=== Written instruction ===
Count the lines in the items below that contain the word "water", and give only that number.

Start of Exercise input

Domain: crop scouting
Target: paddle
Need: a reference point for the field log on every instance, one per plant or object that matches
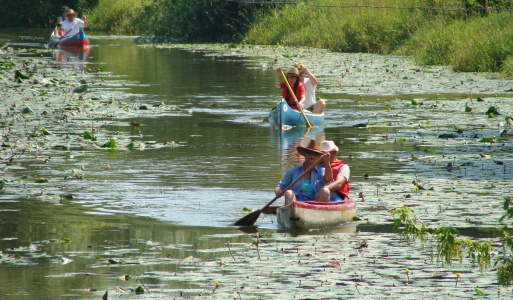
(295, 99)
(251, 218)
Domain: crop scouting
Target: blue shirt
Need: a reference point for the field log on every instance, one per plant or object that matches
(316, 179)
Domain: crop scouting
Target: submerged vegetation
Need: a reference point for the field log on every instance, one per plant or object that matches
(449, 247)
(469, 35)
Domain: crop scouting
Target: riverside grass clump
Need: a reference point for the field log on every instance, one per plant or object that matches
(433, 32)
(449, 247)
(118, 16)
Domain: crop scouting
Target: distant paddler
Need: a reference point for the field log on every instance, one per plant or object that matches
(72, 25)
(294, 82)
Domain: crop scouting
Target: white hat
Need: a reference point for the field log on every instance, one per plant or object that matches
(329, 146)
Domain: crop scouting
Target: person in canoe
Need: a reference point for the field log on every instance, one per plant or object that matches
(64, 12)
(310, 83)
(308, 188)
(298, 88)
(58, 29)
(73, 24)
(338, 189)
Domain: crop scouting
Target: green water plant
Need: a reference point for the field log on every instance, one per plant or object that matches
(505, 262)
(412, 229)
(448, 246)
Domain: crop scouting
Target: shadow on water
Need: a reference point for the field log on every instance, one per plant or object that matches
(165, 215)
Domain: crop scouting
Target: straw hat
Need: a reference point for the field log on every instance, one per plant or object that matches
(313, 145)
(329, 146)
(293, 72)
(300, 66)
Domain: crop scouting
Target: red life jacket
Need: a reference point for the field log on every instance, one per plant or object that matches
(288, 96)
(335, 167)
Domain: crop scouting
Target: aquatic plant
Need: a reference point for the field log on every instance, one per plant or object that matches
(448, 246)
(412, 228)
(505, 262)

End of Exercise input

=== Exercise solution ===
2